Consigne 1. Réécrivez le passage du texte sur Magritte qui commence par « Selon une étude » et se poursuit jusqu'à « la légende. Stupide? », en remplaçant « musée » par « galerie ».

Texte affiché.
============================================================
Ceci n’est pas un titre

Selon une étude très inofficielle, le visiteur d’un musée reste devant chaque peinture en moyenne cinq secondes, dont il faut soustraire les trois bonne secondes passées à lire la légende. Stupide?

Pas tant que ça. Avec Magritte, on pourrait dire que le titre est au moins aussi important que le peinture! Les peintures de Magritte, que j’aime beaucoup, sont des idées poétiques transposées en images plus que des images pouvant éventuellement évoquer des idées.

La façon de peindre est très classique, même si les personnages ont des traits un peu figés et naïfs; Magritte joue beaucoup avec ce côté très « trompe-l’œil », comme dans La Condition Humaine, l’Aimable Vérité, la Tentation de l’Impossible _ une variation sur le mythe de Pygmalion_ et le très célèbre La Trahison des Images, on l’on voit une image de pipe, et en dessous, une image de légende qui affirme : “Ceci n’est pas une Pipe”
============================================================
Extraits de données.

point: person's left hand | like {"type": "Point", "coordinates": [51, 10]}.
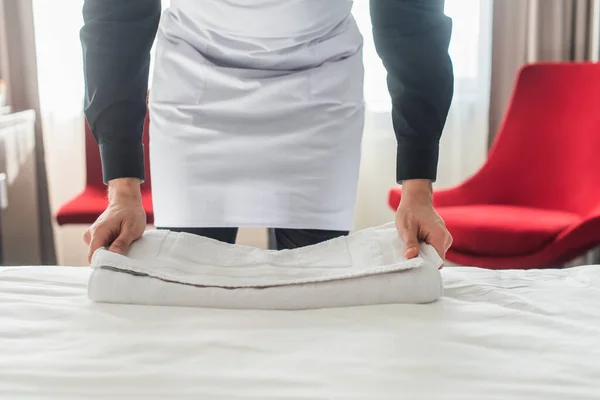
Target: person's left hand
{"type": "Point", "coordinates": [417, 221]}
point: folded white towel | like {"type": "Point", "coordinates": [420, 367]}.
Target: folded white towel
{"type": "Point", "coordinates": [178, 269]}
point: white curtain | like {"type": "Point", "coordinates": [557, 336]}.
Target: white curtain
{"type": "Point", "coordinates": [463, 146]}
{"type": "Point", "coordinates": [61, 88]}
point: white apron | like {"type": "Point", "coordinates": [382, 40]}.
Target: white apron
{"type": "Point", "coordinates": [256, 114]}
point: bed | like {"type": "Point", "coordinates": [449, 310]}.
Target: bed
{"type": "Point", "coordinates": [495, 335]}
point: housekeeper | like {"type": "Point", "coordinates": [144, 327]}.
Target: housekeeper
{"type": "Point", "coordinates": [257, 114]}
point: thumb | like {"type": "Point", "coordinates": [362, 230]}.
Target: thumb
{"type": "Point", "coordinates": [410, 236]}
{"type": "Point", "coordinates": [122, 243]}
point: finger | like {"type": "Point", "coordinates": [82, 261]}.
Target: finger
============================================================
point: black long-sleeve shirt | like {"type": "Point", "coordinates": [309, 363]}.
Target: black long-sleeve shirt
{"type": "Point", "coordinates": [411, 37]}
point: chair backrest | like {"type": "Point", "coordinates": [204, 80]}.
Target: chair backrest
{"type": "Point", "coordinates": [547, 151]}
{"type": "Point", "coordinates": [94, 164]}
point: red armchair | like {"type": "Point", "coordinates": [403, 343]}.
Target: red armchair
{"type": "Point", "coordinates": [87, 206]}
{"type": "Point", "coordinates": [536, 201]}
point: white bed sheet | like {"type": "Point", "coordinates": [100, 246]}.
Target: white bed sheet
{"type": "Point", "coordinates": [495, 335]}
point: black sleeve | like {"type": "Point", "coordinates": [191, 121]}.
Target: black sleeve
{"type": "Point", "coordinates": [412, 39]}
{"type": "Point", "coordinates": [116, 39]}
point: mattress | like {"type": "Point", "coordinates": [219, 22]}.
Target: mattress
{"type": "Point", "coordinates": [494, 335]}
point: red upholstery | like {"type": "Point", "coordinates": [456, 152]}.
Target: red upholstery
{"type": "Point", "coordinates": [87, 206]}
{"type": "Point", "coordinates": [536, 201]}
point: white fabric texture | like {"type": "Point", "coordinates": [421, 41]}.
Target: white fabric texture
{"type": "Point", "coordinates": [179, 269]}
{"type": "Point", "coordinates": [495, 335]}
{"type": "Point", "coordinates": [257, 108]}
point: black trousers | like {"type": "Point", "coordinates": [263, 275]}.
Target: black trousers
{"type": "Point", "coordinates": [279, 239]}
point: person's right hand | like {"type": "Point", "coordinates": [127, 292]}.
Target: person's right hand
============================================================
Consigne 2. Transformez en liste numérotée les lignes des entrées, de la ligne qui contient « point: person's left » jusqu'à la ligne qui contient « Target: finger », toutes deux incluses, en omettant les lignes vides et les images.

Réponse complète 1.
Selon une étude très inofficielle, le visiteur d’un galerie reste devant chaque peinture en moyenne cinq secondes, dont il faut soustraire les trois bonne secondes passées à lire la légende. Stupide?

Réponse complète 2.
1. point: person's left hand | like {"type": "Point", "coordinates": [51, 10]}.
2. Target: person's left hand
3. {"type": "Point", "coordinates": [417, 221]}
4. point: folded white towel | like {"type": "Point", "coordinates": [420, 367]}.
5. Target: folded white towel
6. {"type": "Point", "coordinates": [178, 269]}
7. point: white curtain | like {"type": "Point", "coordinates": [557, 336]}.
8. Target: white curtain
9. {"type": "Point", "coordinates": [463, 146]}
10. {"type": "Point", "coordinates": [61, 88]}
11. point: white apron | like {"type": "Point", "coordinates": [382, 40]}.
12. Target: white apron
13. {"type": "Point", "coordinates": [256, 114]}
14. point: bed | like {"type": "Point", "coordinates": [449, 310]}.
15. Target: bed
16. {"type": "Point", "coordinates": [495, 335]}
17. point: housekeeper | like {"type": "Point", "coordinates": [144, 327]}.
18. Target: housekeeper
19. {"type": "Point", "coordinates": [257, 114]}
20. point: thumb | like {"type": "Point", "coordinates": [362, 230]}.
21. Target: thumb
22. {"type": "Point", "coordinates": [410, 236]}
23. {"type": "Point", "coordinates": [122, 243]}
24. point: finger | like {"type": "Point", "coordinates": [82, 261]}.
25. Target: finger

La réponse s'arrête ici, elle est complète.